- [ASSIGNMENT]: The answer must be an exact copy of every entry, with no pictures in it.

- [DATA FOR THIS EXERCISE]:
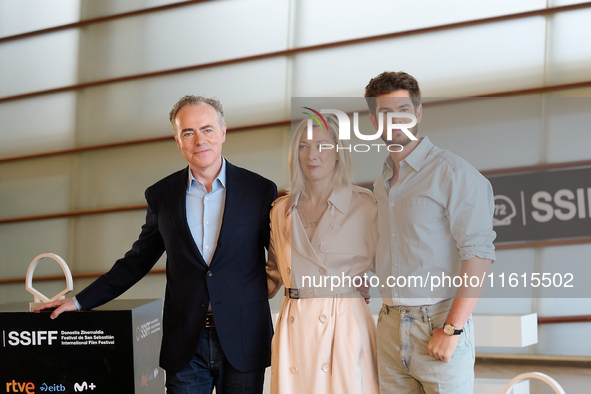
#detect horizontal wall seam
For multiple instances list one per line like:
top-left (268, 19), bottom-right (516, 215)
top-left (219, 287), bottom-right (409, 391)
top-left (1, 82), bottom-right (590, 164)
top-left (0, 204), bottom-right (148, 224)
top-left (0, 0), bottom-right (215, 44)
top-left (1, 2), bottom-right (590, 104)
top-left (538, 315), bottom-right (591, 324)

- [TASK RESPONSE]:
#detect horizontal wall seam
For multiple instances list one per line like:
top-left (268, 19), bottom-right (516, 215)
top-left (219, 287), bottom-right (409, 391)
top-left (1, 82), bottom-right (590, 164)
top-left (0, 204), bottom-right (148, 224)
top-left (0, 0), bottom-right (215, 44)
top-left (1, 2), bottom-right (590, 104)
top-left (538, 315), bottom-right (591, 324)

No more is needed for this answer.